## begin

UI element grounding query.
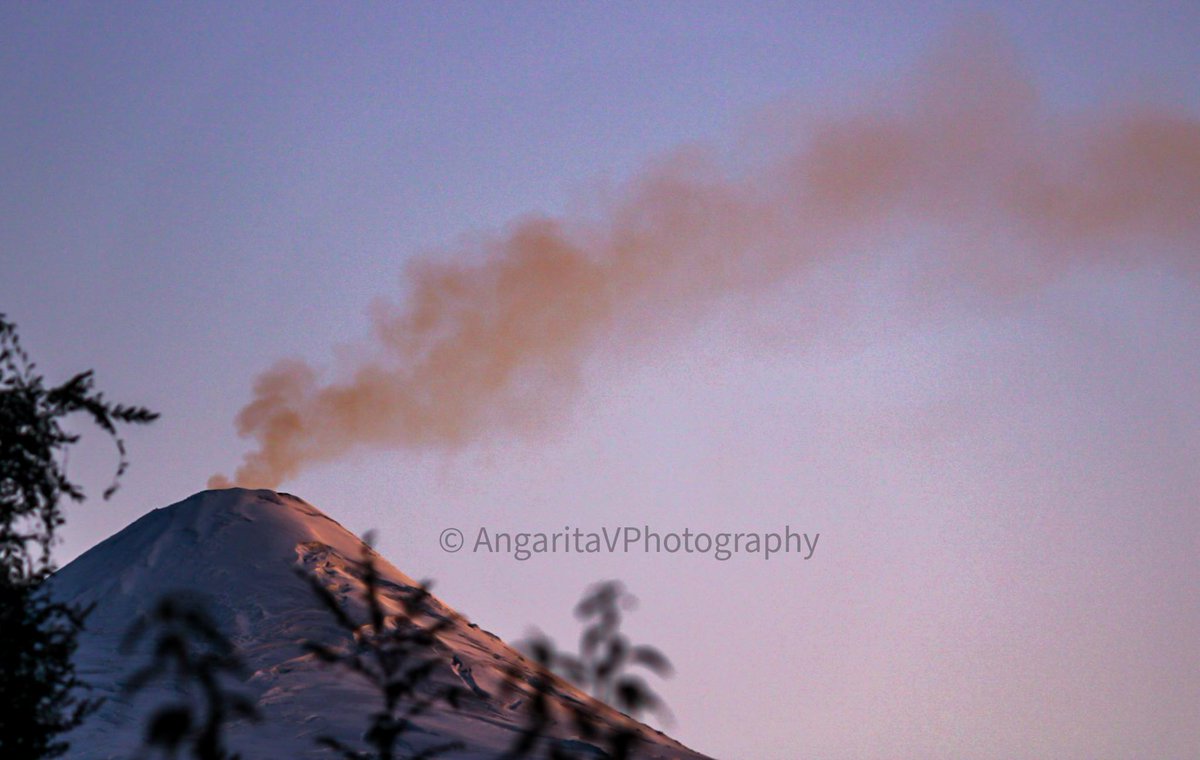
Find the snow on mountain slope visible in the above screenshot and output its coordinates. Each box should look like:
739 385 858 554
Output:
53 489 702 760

## end
## begin

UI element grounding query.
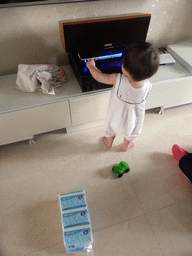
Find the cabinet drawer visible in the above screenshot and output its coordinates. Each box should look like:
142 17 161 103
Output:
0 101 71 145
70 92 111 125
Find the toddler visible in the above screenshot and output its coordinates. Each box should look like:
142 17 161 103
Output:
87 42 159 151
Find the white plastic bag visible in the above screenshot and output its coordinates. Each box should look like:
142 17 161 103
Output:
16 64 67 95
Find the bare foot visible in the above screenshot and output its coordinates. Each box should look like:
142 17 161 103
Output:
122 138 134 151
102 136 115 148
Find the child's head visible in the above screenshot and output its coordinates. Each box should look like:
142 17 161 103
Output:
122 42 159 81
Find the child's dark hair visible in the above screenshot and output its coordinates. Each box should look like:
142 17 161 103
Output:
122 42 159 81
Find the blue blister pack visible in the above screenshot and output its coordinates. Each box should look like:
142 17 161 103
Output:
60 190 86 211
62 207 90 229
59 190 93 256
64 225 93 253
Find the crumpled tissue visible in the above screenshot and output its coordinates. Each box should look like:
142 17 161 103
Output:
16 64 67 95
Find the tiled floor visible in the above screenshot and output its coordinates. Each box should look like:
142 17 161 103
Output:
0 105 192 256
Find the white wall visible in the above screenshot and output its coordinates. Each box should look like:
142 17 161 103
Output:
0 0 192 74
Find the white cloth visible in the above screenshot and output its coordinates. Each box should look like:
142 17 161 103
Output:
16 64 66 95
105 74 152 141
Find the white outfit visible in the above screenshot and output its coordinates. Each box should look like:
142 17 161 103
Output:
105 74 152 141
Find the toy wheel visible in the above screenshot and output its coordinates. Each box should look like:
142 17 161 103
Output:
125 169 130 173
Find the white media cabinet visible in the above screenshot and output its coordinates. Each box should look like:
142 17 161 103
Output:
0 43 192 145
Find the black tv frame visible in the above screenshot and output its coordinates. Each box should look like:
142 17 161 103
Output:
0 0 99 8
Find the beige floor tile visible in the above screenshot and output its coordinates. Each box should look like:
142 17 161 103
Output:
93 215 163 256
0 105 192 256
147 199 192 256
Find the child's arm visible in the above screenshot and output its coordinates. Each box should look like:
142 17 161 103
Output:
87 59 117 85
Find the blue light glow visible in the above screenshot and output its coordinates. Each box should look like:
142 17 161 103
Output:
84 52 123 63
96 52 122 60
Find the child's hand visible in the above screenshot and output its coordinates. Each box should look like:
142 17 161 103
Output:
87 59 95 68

## end
## begin

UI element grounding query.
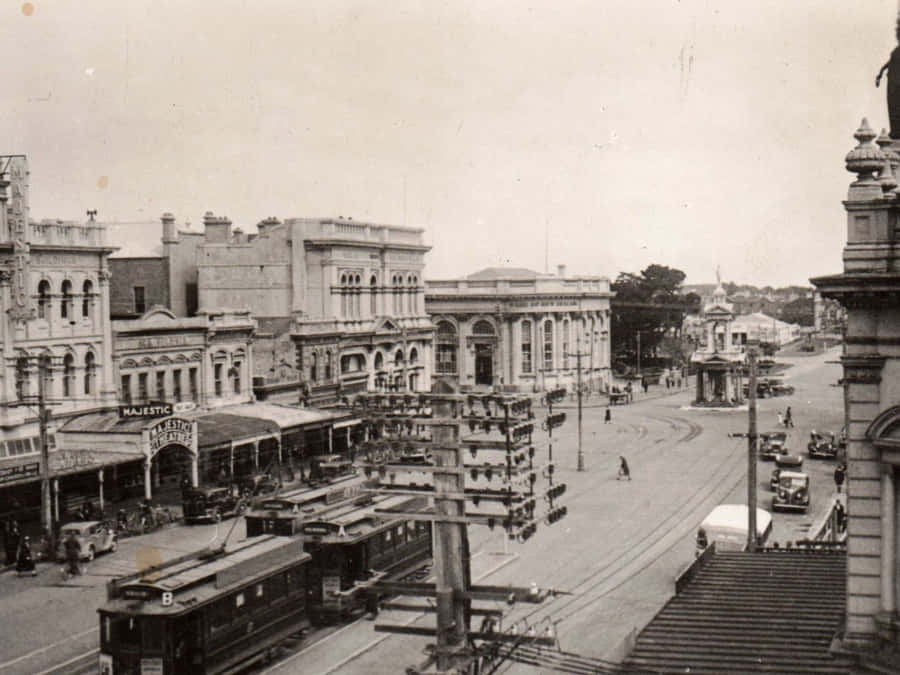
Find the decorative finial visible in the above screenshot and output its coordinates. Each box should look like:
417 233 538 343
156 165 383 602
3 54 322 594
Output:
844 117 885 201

## end

**WHAT YOU SHOULD DO**.
Reproduce the data verbatim, starting with the line containing "Find the child's dark" and continuing through the line containing "64 225 93 253".

**RESPONSE TO THE EXERCISE**.
Find the child's dark hair visible in the above screenshot and output its coordinates. Each box should look like:
142 17 161 103
Output:
122 42 159 81
Find the blue blister pack visible in the above screenshot and output its coordinates. Each box should look like:
142 17 161 103
Output:
60 190 86 211
62 207 90 229
59 190 93 256
64 225 93 253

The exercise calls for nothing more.